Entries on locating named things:
▼

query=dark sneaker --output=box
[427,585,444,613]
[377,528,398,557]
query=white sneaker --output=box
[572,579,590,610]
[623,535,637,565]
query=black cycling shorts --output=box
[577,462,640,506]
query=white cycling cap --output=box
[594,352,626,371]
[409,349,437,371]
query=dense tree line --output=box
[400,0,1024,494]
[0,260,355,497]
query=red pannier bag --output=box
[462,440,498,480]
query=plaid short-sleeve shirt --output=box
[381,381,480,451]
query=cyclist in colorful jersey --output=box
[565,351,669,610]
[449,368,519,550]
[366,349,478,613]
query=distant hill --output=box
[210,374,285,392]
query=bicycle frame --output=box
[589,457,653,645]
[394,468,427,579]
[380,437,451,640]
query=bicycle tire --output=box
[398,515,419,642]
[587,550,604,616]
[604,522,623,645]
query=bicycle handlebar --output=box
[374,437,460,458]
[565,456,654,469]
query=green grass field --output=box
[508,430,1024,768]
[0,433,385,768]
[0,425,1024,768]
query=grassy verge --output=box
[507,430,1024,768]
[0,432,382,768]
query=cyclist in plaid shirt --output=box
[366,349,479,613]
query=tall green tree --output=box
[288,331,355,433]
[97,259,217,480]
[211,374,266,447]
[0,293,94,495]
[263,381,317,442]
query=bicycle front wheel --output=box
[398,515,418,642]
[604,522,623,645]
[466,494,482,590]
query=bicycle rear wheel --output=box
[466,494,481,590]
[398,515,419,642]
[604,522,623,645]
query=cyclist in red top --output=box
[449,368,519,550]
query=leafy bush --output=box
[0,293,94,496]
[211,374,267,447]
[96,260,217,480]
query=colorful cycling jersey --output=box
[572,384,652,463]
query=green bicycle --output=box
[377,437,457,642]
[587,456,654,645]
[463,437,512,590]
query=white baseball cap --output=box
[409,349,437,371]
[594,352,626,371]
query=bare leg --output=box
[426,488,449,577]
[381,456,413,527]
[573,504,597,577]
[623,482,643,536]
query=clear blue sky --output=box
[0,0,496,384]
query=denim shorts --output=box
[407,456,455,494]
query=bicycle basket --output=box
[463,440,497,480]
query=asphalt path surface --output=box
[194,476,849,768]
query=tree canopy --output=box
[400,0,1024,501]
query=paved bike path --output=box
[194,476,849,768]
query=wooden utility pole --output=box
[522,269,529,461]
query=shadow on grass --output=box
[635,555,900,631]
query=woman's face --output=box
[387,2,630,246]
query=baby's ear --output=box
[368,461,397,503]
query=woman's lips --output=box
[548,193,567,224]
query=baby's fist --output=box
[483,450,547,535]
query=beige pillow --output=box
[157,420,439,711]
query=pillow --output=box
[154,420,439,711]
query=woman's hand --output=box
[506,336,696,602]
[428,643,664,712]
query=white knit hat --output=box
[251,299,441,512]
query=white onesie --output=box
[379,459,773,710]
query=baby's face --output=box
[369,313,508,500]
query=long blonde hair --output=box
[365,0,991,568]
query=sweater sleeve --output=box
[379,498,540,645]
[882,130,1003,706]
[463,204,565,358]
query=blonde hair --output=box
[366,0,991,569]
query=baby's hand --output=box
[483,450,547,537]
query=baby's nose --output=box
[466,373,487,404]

▲

Requirement -> Rewrite the records above with every "sneaker" changed to "running shoe" and all other text left as it is.

In response ->
query=dark running shoe --output=box
[427,585,444,613]
[377,528,398,557]
query=white running shoe --output=box
[572,579,590,610]
[623,535,637,565]
query=black cycling shorts --output=box
[577,462,640,506]
query=white cycling cap --output=box
[594,352,626,371]
[409,349,437,371]
query=dense tree line --output=box
[400,0,1024,494]
[0,260,355,497]
query=red pannier bag --output=box
[462,440,498,480]
query=plaid short-sleeve shirt --output=box
[381,381,480,451]
query=cyclist in colorful jersey --output=box
[565,351,669,610]
[449,368,519,550]
[366,349,478,613]
query=distant hill --output=box
[210,374,285,392]
query=bicycle frame --output=box
[589,457,653,645]
[394,468,427,579]
[380,437,451,640]
query=bicycle tire --output=box
[398,515,419,642]
[587,550,604,616]
[604,522,623,645]
query=bicycle handlebar --output=box
[374,437,460,458]
[565,456,654,469]
query=green grass field --output=box
[508,430,1024,768]
[0,433,385,768]
[0,425,1024,768]
query=grassy verge --output=box
[507,430,1024,768]
[0,432,382,768]
query=cyclist in plaid shirt --output=box
[366,349,479,613]
query=tall green tree --output=box
[288,331,355,433]
[97,259,217,480]
[211,374,266,447]
[0,293,94,495]
[263,381,317,442]
query=bicycle front wheel --output=box
[398,515,418,642]
[604,522,623,645]
[466,494,482,590]
query=bicycle rear wheel --output=box
[466,494,481,590]
[398,515,419,642]
[604,522,623,645]
query=cyclist in red top --output=box
[449,368,519,550]
query=leafy bush --output=box
[0,293,94,496]
[211,374,267,447]
[96,260,217,480]
query=colorful cycling jersey --output=box
[572,384,652,463]
query=green bicycle --output=box
[377,437,457,642]
[587,456,654,645]
[463,437,512,590]
query=white baseball cap --output=box
[409,349,437,371]
[594,352,626,371]
query=bare leg --output=box
[426,488,449,577]
[381,456,413,527]
[573,504,597,577]
[623,482,643,536]
query=clear blue sky --output=box
[0,0,496,384]
query=denim shorts --output=box
[407,456,455,494]
query=bicycle basket --output=box
[463,440,497,480]
query=asphalt path surface --output=box
[194,476,849,768]
query=tree canopy --output=box
[400,0,1024,501]
query=paved bike path --output=box
[194,476,849,768]
query=wooden utility pole --output=box
[522,269,529,461]
query=shadow on grass --output=box
[635,555,900,631]
query=woman's face --output=box
[387,2,630,246]
query=baby's ear --output=box
[368,461,397,503]
query=woman's lips --output=box
[548,193,567,224]
query=baby's fist --output=box
[483,450,547,535]
query=beige pillow --output=box
[157,420,439,711]
query=pillow --output=box
[154,420,439,711]
query=woman's hand --output=box
[506,336,696,602]
[428,643,664,712]
query=white knit hat --output=box
[251,299,441,512]
query=white onesie --output=box
[379,459,773,710]
query=baby's face --output=box
[369,313,508,500]
query=long blonde hair --output=box
[365,0,991,568]
query=sweater sleeve --output=box
[379,498,540,645]
[882,130,1003,706]
[463,204,565,358]
query=blonde hair --output=box
[366,0,991,569]
query=baby's hand --output=box
[483,450,547,537]
query=baby's nose --output=box
[466,373,487,404]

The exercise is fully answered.